Work to complete
The data should be restated word for word, in full.

Data shown

====

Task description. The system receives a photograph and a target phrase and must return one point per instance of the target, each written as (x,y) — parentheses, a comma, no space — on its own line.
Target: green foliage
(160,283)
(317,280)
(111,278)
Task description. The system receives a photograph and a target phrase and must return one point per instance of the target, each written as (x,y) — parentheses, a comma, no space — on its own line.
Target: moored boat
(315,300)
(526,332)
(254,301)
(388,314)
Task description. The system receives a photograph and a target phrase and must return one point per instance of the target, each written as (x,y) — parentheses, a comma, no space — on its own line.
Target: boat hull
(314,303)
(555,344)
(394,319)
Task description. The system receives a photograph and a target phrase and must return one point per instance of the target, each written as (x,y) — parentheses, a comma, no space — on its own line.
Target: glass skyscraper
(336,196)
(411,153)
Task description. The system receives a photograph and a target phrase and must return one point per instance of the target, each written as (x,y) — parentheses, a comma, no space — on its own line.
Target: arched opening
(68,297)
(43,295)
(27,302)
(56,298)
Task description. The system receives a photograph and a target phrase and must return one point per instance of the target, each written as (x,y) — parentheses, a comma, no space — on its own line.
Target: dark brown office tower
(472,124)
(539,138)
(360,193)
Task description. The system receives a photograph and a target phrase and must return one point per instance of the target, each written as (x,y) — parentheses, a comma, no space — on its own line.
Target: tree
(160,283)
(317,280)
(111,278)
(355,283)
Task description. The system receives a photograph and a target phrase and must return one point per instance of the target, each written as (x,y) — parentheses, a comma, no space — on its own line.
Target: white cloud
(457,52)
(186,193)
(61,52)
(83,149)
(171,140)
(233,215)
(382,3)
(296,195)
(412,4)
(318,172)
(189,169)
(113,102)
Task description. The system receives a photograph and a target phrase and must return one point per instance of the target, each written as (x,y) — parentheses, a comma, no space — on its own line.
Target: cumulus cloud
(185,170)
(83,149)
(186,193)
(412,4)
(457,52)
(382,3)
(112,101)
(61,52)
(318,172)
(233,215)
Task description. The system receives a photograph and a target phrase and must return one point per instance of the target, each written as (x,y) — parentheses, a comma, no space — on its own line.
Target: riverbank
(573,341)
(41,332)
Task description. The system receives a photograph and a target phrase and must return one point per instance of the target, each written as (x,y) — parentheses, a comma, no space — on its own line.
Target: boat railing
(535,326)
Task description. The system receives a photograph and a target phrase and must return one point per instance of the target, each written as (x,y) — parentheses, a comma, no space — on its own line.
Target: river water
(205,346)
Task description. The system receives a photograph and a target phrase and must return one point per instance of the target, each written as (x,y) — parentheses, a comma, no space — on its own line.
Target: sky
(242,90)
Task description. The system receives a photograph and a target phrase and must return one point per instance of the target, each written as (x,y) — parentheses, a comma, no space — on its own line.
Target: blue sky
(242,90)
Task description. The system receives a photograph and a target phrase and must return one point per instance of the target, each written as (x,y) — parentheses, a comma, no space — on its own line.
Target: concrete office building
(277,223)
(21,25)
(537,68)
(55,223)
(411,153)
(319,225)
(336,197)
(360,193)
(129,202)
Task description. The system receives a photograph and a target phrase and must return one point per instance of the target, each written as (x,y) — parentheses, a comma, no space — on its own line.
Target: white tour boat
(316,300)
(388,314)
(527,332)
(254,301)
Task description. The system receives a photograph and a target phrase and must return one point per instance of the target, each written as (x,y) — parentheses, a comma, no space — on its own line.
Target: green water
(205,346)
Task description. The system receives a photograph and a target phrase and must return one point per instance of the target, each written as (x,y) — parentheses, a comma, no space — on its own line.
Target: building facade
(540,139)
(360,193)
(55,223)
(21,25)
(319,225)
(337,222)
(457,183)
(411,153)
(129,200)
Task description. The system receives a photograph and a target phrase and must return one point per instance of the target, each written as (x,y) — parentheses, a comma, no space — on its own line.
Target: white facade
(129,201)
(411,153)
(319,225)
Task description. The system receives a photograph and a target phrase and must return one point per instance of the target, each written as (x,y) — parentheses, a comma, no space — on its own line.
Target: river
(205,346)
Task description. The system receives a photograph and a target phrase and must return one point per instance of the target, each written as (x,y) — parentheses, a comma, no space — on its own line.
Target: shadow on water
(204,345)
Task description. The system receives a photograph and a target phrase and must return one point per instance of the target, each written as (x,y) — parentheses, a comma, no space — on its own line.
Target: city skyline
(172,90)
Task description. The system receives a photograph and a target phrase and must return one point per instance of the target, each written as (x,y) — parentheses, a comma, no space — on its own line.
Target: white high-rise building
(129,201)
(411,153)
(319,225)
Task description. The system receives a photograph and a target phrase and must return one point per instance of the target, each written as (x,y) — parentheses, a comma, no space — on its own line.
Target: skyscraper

====

Solution
Task description. The system receives a photograph and a target phrase and must return one point per instance of the target, each written as (x,y) — parentheses, a comma, no space — on its own line.
Target: green foliage
(160,283)
(317,280)
(111,278)
Task description. The system receives a photograph and a target phrase and must return one point per instance of the target, each written as (x,y) — parentheses, a comma, no space — on its own line.
Target: moored boat
(315,300)
(526,332)
(254,301)
(388,314)
Task description. The system receives a photograph and a target phrase and must return one point per instance of the target, each written as (x,y) — parentheses, a comma, no space — on its own line.
Target: boat hull
(314,303)
(555,344)
(394,319)
Task description. The system receives a photograph and a target phrase and must return one point per instance of the target, each written as (x,y) — parentheses, a comma, no space — on its own line.
Target: glass skyscraper
(336,196)
(411,153)
Task description. The system receives a photograph and a target phrase and must return one point per instance of the target, each written as (x,y) — parentheses, a comma, no space — on its own line.
Target: arched opening
(68,297)
(43,295)
(27,302)
(56,298)
Task description. The system receives a photograph and a target phrase and must return one point per instance of the target, each written as (x,y) — parentheses, a comma, no space — on its own line.
Target: dark brown office tower
(472,124)
(539,138)
(360,193)
Task description. The system receives a photograph and a target phrase and must return one point per instance of the target, each written as (x,y) — parentheses, a comma, no space — on its own line.
Target: tree
(160,283)
(317,280)
(111,278)
(355,283)
Task description. The system receives a photograph and a target phrase and must return one point per instance of the target, each written as (x,y) — parentheses, a comma, no space — on its own line.
Target: white cloud
(457,52)
(186,193)
(61,52)
(83,149)
(171,140)
(233,215)
(382,3)
(296,195)
(412,4)
(318,172)
(189,169)
(113,102)
Task description. The system receives a photograph and a target phrase and must return one point per instance of the target, each written as (x,y) — parentheses, a comma, no space — on its own line.
Target: cumulus cloud
(185,170)
(83,149)
(186,193)
(412,4)
(457,52)
(382,3)
(112,101)
(61,52)
(318,172)
(233,215)
Task description. The system receives a photograph and a target phrase and must return one point per instance of the target, each written as (x,y) — parentheses, a comma, no space — on its own line.
Target: riverbank
(573,341)
(41,332)
Task description. The system receives a photograph and a target phrase and must return one point per instance of the target, each written as (x,y) — parentheses, a comma, no space — on its own line.
Target: boat railing
(535,326)
Task description. The system receives a photograph and a target phrase and must return one point per instance of the target, each written as (x,y) — parentheses, a comma, no space — on its own line.
Target: river water
(205,346)
Task description. The system receives a photograph and a target phrase and must return one point per instance of the target, each written as (x,y) — parentheses, a comma, no space — on its own line.
Target: sky
(242,90)
Task description. The system receives a photograph and a target phrase and must return one point per instance of the target, each written as (x,y) — parentheses, a comma, no space — on its own line.
Target: blue sky
(242,90)
Task description. The system receives a photograph and a target phrase and must return one point per instance of the target, each written as (x,y) — parentheses, a comma, no space — on its own line.
Target: concrete office building
(277,223)
(21,25)
(537,68)
(55,223)
(411,153)
(319,225)
(336,197)
(360,193)
(129,202)
Task description. The system receives a photograph and a target phrase and must return one point per instance of the target, each written as (x,y) — parentheses, a comma, no space — on its own line.
Target: white tour boat
(316,300)
(388,314)
(527,332)
(254,301)
Task description. The system receives a photograph and a target phrase and must return one point per instance of the target, each written as (x,y) — parentheses, a comma, no space — on its own line.
Target: green water
(205,346)
Task description. The system receives a photograph and a target phrase and must return one point per instance of the target, each written as (x,y) — parentheses, a comma, no space — on its own line.
Target: building facade
(540,139)
(360,193)
(55,223)
(21,25)
(319,225)
(337,222)
(457,183)
(411,153)
(129,200)
Task description. The system receives a photograph and a target phrase and must return one point per instance of the target, each written as (x,y) — parentheses, a comma, no space — on its own line.
Target: white facade
(129,201)
(411,153)
(319,225)
Task description. The system receives a photograph and a target phrase and must return one point per instance of the target, each written as (x,y) — parentheses, a comma, no space — on its own line.
Target: river
(205,346)
Task description. The system receives a photograph and a target phrase and must return one point per instance of the target, each written as (x,y) — parentheses, a comma, no space — on its own line.
Target: shadow on water
(204,345)
Task description. The system receives a photograph and a target phrase and must return one point per instance of the target, each written as (x,y) — parentheses, a comma, no space — on its own line.
Target: city skyline
(172,90)
Task description. The system receives a photograph and a target phrase and must return one point per instance of the target, each written as (x,y) — parentheses, a comma, no space — on its own line.
Target: white high-rise building
(129,201)
(411,153)
(319,225)
Task description. The system receives a photograph and a target phrase and must return one point per instance of the target, each written as (x,y) — parentheses, a comma, no space — on its own line.
Target: skyscraper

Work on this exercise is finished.